◆ ACTIVITY
The following data has a line with "TARGET = yellow hula hoop" and a line with "TARGET = child's shoe". Write out exactly those lines and all the lines between them.

◆ DATA FOR THIS EXERCISE
((
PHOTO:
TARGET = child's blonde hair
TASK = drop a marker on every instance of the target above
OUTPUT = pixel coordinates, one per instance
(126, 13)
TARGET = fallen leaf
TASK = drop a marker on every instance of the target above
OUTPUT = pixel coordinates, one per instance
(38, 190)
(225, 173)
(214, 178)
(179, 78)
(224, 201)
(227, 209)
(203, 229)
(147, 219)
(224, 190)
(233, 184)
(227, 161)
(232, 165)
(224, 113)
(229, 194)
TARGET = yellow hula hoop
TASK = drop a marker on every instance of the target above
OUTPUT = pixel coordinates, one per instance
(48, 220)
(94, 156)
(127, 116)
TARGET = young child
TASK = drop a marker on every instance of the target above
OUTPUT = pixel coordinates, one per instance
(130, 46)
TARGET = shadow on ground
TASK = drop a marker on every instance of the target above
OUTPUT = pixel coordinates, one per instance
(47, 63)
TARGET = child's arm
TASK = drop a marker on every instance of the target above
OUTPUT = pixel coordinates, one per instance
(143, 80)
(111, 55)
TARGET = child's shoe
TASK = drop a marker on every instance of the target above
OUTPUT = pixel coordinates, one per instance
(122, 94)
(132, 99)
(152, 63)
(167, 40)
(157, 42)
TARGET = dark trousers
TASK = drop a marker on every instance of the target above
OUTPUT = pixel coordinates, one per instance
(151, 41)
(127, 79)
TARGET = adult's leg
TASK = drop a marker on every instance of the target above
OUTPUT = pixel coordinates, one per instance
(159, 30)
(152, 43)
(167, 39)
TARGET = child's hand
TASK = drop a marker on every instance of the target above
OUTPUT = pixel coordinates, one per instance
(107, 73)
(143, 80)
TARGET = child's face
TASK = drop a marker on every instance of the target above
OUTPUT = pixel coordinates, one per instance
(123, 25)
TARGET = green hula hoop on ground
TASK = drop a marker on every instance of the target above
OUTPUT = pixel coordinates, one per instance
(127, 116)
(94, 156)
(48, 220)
))
◆ ANSWER
TARGET = yellow hula hoop
TASK = drop a marker on every instance of the target above
OUTPUT = pixel coordinates, one per instance
(48, 220)
(94, 156)
(127, 116)
TARGET = young child
TASK = drop a marker on every instance of the target above
OUTPUT = pixel coordinates, one per instance
(130, 46)
TARGET = shadow on ground
TASK = drop a marker on every instance of the target above
OUTPUT = pixel coordinates, one per instance
(47, 63)
TARGET = child's arm
TASK = drop a marker on every instance of the target above
OUTPUT = pixel coordinates, one per instance
(143, 80)
(111, 55)
TARGET = child's shoe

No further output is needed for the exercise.